Format all of the lines below as a JSON list of strings, one string per line, with blank lines omitted.

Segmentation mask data
+-------+
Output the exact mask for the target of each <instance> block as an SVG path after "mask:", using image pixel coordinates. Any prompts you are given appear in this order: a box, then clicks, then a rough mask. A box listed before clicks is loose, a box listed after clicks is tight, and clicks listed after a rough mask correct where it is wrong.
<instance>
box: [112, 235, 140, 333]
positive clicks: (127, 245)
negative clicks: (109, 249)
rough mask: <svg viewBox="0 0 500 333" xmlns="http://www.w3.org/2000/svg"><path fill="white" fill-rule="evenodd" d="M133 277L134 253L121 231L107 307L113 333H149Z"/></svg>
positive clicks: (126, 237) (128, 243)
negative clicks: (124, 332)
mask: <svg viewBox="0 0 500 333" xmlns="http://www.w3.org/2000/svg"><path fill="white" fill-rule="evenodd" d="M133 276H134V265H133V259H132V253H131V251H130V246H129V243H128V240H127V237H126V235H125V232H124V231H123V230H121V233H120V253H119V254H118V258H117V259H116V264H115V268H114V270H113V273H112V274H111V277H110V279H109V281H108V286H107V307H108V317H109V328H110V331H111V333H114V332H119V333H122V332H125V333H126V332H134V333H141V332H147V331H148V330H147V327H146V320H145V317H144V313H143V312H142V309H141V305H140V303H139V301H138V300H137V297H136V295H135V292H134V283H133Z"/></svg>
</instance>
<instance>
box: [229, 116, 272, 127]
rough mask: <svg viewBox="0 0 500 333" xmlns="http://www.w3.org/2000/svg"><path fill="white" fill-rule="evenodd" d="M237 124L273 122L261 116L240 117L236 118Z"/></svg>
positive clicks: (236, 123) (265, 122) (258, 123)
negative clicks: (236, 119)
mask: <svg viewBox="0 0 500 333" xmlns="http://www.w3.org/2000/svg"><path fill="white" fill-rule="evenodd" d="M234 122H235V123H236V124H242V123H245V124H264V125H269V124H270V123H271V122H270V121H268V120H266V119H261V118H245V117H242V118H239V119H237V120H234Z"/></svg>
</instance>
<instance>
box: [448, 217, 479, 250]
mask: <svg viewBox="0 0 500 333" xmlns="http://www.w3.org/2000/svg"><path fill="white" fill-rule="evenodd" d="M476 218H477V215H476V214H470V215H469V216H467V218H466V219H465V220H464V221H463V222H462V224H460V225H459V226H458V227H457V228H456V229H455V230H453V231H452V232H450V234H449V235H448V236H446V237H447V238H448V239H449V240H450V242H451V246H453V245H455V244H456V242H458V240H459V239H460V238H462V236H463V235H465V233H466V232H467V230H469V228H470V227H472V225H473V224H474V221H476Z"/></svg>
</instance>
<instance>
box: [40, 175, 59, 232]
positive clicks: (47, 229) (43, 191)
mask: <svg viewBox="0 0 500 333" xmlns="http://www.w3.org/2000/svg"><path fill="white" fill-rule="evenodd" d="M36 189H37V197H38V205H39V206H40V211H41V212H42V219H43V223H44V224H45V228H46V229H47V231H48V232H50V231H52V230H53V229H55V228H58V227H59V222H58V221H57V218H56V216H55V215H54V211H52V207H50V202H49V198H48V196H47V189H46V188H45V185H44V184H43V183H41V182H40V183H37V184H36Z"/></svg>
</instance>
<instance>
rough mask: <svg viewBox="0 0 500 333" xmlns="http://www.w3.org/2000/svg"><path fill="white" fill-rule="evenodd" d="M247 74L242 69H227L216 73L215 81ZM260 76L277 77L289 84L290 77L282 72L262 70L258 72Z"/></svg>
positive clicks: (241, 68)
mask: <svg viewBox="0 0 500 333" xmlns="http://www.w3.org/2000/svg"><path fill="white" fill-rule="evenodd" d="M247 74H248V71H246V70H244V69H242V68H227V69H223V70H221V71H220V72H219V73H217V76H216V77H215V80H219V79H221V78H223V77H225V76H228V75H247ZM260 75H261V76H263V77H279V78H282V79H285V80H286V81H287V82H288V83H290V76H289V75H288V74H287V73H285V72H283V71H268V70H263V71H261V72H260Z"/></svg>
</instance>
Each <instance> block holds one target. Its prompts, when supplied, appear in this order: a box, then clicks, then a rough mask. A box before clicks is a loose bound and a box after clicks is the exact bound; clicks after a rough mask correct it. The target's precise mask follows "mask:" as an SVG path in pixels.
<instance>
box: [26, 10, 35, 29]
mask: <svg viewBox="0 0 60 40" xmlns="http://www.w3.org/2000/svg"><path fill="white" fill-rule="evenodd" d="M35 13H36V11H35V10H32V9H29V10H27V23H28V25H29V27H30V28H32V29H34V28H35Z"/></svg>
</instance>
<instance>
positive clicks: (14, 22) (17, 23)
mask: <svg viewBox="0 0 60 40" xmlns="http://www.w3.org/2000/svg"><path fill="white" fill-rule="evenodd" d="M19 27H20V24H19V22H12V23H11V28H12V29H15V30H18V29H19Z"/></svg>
+-------+
- Answer to this problem:
[
  "Output the exact mask for the target of each <instance> block as an SVG path after \"mask:\", using image pixel coordinates. Any prompts you are given appear in this order: a box, then clicks, then a rough mask. A box listed before clicks is loose, a box listed after clicks is tight, and clicks listed after a rough mask correct where it is wrong.",
  "<instance>",
  "box: [112, 235, 140, 333]",
  "positive clicks: (127, 245)",
  "negative clicks: (109, 249)",
  "rough mask: <svg viewBox=\"0 0 500 333\" xmlns=\"http://www.w3.org/2000/svg\"><path fill=\"white\" fill-rule=\"evenodd\" d=\"M133 277L134 253L121 231L107 307L113 333H149Z\"/></svg>",
  "positive clicks: (126, 237) (128, 243)",
  "negative clicks: (124, 332)",
  "mask: <svg viewBox=\"0 0 500 333\" xmlns=\"http://www.w3.org/2000/svg\"><path fill=\"white\" fill-rule=\"evenodd\" d=\"M133 276H134V265H133V259H132V253H131V251H130V246H129V243H128V240H127V237H126V235H125V232H124V231H123V230H121V233H120V253H119V254H118V258H117V259H116V264H115V268H114V270H113V273H112V274H111V277H110V279H109V281H108V286H107V307H108V317H109V328H110V331H111V333H114V332H119V333H122V332H125V333H126V332H134V333H141V332H147V331H148V330H147V327H146V320H145V317H144V313H143V312H142V309H141V305H140V303H139V301H138V300H137V297H136V295H135V292H134V283H133Z\"/></svg>",
  "</instance>",
  "<instance>",
  "box: [229, 116, 272, 127]",
  "rough mask: <svg viewBox=\"0 0 500 333\" xmlns=\"http://www.w3.org/2000/svg\"><path fill=\"white\" fill-rule=\"evenodd\" d=\"M237 124L273 122L261 116L240 117L236 118Z\"/></svg>",
  "positive clicks: (236, 123) (265, 122) (258, 123)",
  "negative clicks: (236, 119)",
  "mask: <svg viewBox=\"0 0 500 333\" xmlns=\"http://www.w3.org/2000/svg\"><path fill=\"white\" fill-rule=\"evenodd\" d=\"M234 122H235V123H236V124H242V123H245V124H264V125H269V124H270V123H271V122H270V121H268V120H266V119H261V118H245V117H242V118H239V119H237V120H234Z\"/></svg>",
  "</instance>",
  "<instance>",
  "box: [448, 217, 479, 250]",
  "mask: <svg viewBox=\"0 0 500 333\" xmlns=\"http://www.w3.org/2000/svg\"><path fill=\"white\" fill-rule=\"evenodd\" d=\"M476 218H477V215H476V214H470V215H469V216H467V218H466V219H465V220H464V221H463V222H462V224H460V225H459V226H458V227H457V228H456V229H455V230H453V231H452V232H450V234H449V235H448V236H446V237H447V238H448V239H449V240H450V242H451V246H453V245H455V244H456V242H458V240H459V239H460V238H462V236H463V235H465V233H466V232H467V230H469V228H470V227H472V225H473V224H474V221H476Z\"/></svg>",
  "</instance>",
  "<instance>",
  "box: [40, 175, 59, 232]",
  "positive clicks: (47, 229) (43, 191)",
  "mask: <svg viewBox=\"0 0 500 333\" xmlns=\"http://www.w3.org/2000/svg\"><path fill=\"white\" fill-rule=\"evenodd\" d=\"M36 189H37V197H38V205H39V206H40V211H41V212H42V219H43V223H44V224H45V228H46V229H47V231H48V232H50V231H52V230H53V229H55V228H58V227H59V222H58V221H57V218H56V216H55V215H54V211H52V207H50V202H49V198H48V196H47V189H46V188H45V185H44V184H43V183H41V182H40V183H37V184H36Z\"/></svg>",
  "</instance>",
  "<instance>",
  "rough mask: <svg viewBox=\"0 0 500 333\" xmlns=\"http://www.w3.org/2000/svg\"><path fill=\"white\" fill-rule=\"evenodd\" d=\"M247 74L242 69H227L216 73L215 81ZM260 76L277 77L289 84L290 77L282 72L262 70L258 72Z\"/></svg>",
  "positive clicks: (241, 68)",
  "mask: <svg viewBox=\"0 0 500 333\" xmlns=\"http://www.w3.org/2000/svg\"><path fill=\"white\" fill-rule=\"evenodd\" d=\"M247 74H248V71H246V70H244V69H242V68H227V69H223V70H221V71H220V72H219V73H217V76H216V77H215V80H219V79H221V78H223V77H225V76H228V75H247ZM260 75H261V76H263V77H279V78H282V79H285V80H286V81H287V82H288V83H290V76H289V75H288V74H287V73H285V72H283V71H268V70H263V71H261V72H260Z\"/></svg>",
  "</instance>",
  "Each <instance> block holds one target. Its prompts, when supplied, appear in this order: a box, then clicks, then a rough mask. A box before clicks is a loose bound and a box after clicks is the exact bound; clicks after a rough mask correct it. The target's precise mask follows \"mask:\" as an SVG path in pixels.",
  "<instance>",
  "box: [26, 10, 35, 29]",
  "mask: <svg viewBox=\"0 0 60 40\" xmlns=\"http://www.w3.org/2000/svg\"><path fill=\"white\" fill-rule=\"evenodd\" d=\"M35 13H36V11H35V10H32V9H29V10H27V23H28V25H29V27H30V28H32V29H34V28H35Z\"/></svg>",
  "</instance>",
  "<instance>",
  "positive clicks: (14, 22) (17, 23)",
  "mask: <svg viewBox=\"0 0 60 40\" xmlns=\"http://www.w3.org/2000/svg\"><path fill=\"white\" fill-rule=\"evenodd\" d=\"M19 27H20V24H19V22H12V23H11V28H12V29H15V30H18V29H19Z\"/></svg>"
]